◆ **WORK ITEM**:
Among the lines of the records below, copy those that hold the word "dirt".

◆ **EXTRACTED INFORMATION**:
[Start of section]

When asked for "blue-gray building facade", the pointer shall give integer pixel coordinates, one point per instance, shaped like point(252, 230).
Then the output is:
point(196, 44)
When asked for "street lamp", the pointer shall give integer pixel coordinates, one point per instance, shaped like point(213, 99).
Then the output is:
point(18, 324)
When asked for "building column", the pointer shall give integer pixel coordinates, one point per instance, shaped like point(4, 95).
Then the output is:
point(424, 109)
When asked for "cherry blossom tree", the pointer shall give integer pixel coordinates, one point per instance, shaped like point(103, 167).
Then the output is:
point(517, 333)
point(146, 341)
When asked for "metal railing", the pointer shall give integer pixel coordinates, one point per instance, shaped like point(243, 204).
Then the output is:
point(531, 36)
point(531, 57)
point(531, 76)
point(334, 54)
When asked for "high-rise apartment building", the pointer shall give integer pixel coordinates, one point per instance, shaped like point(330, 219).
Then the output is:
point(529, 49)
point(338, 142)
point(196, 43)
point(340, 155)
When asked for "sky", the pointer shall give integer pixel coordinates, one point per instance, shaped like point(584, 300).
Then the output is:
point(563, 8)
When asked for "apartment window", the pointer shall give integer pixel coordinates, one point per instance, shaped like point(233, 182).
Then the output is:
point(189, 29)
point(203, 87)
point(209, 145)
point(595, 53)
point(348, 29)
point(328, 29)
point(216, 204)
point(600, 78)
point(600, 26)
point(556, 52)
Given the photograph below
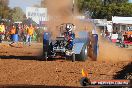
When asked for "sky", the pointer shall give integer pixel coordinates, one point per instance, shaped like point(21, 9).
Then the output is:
point(130, 0)
point(23, 3)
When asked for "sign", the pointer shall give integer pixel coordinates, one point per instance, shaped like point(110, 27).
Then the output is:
point(36, 14)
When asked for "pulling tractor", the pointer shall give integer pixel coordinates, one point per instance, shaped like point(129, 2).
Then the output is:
point(66, 45)
point(126, 39)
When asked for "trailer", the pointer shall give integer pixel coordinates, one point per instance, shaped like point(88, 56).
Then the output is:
point(67, 45)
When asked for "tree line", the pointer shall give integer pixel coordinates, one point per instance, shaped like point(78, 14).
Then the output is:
point(105, 9)
point(13, 14)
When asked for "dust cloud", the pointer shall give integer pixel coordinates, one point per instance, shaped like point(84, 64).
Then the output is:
point(60, 11)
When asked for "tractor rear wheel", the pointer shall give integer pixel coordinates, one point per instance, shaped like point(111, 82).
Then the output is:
point(84, 53)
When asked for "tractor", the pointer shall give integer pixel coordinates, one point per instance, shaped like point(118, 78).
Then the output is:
point(126, 39)
point(66, 45)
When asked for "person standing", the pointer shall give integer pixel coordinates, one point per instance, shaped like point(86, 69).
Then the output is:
point(2, 31)
point(12, 32)
point(29, 35)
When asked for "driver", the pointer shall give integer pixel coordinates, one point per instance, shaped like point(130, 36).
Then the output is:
point(69, 35)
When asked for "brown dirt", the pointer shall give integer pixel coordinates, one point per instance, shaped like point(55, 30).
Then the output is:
point(59, 72)
point(15, 68)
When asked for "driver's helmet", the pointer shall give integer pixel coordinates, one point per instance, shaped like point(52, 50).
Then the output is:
point(69, 28)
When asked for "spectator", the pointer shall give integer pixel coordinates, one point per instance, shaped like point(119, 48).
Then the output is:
point(12, 32)
point(29, 35)
point(2, 32)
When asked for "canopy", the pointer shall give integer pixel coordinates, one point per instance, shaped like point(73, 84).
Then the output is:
point(121, 20)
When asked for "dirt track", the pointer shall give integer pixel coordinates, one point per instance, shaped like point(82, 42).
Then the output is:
point(21, 70)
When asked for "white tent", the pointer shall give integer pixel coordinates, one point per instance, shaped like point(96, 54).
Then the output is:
point(121, 20)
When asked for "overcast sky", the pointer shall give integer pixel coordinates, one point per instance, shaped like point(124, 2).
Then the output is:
point(23, 3)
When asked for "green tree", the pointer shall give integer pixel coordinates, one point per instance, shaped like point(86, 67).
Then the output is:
point(105, 8)
point(17, 14)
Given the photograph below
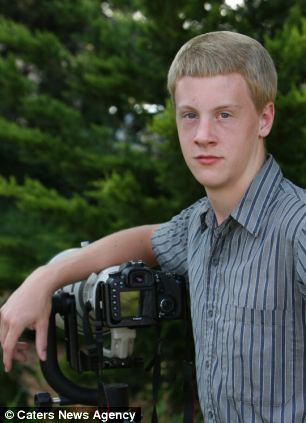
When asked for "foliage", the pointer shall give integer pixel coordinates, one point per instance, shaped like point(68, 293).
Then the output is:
point(88, 143)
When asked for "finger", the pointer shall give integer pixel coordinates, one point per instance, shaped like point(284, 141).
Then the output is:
point(41, 339)
point(20, 351)
point(3, 328)
point(8, 346)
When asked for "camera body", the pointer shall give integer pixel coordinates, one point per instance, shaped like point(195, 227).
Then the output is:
point(137, 295)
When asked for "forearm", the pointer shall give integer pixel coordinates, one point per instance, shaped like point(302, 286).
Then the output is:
point(129, 244)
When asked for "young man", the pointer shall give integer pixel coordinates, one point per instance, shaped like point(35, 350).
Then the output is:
point(243, 246)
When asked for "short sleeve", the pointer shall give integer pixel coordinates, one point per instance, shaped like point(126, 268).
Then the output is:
point(170, 242)
point(301, 261)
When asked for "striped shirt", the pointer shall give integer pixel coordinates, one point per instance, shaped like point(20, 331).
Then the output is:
point(248, 300)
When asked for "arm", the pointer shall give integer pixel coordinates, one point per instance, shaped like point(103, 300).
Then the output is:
point(30, 305)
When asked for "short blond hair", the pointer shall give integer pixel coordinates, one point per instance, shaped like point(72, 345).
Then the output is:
point(225, 52)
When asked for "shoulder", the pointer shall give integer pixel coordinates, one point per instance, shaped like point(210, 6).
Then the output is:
point(292, 203)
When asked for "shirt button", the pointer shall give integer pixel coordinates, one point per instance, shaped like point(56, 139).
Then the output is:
point(214, 261)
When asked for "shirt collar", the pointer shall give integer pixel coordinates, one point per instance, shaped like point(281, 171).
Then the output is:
point(252, 208)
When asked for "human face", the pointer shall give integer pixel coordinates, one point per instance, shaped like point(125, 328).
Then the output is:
point(220, 131)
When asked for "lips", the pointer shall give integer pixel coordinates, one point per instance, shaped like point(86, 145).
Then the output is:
point(207, 159)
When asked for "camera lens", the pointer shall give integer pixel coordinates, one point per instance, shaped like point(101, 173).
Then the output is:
point(166, 305)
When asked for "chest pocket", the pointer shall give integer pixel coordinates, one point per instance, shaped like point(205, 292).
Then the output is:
point(258, 355)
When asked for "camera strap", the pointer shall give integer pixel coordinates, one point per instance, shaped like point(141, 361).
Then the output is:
point(188, 386)
point(156, 374)
point(95, 352)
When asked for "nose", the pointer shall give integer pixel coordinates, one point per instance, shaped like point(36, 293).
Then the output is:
point(205, 132)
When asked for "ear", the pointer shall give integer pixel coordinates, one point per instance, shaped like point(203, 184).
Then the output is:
point(266, 120)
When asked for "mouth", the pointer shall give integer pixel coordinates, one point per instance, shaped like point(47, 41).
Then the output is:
point(207, 159)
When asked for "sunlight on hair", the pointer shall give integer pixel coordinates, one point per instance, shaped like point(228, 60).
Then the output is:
point(234, 3)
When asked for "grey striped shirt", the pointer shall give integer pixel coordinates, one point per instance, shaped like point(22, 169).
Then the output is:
point(248, 300)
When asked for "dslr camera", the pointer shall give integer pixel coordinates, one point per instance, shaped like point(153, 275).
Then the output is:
point(112, 303)
point(137, 295)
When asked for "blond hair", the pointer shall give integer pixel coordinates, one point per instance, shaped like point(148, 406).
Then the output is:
point(224, 52)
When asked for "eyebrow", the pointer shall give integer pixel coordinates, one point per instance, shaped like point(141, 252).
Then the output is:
point(221, 107)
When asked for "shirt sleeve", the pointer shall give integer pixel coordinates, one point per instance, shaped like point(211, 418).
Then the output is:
point(301, 262)
point(170, 242)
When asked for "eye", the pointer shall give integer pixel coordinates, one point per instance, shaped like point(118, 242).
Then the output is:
point(224, 115)
point(189, 115)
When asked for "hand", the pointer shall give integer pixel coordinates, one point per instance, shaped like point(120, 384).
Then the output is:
point(28, 307)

[End of section]

◆ **ANSWER FOR THIS EXERCISE**:
When asked for "brown dirt", the pointer shall give integer pixel coordinates, one point per instance, shaped like point(55, 30).
When asked for "dirt track", the pointer shall give integer pixel coordinates, one point per instance, shaped like point(82, 42).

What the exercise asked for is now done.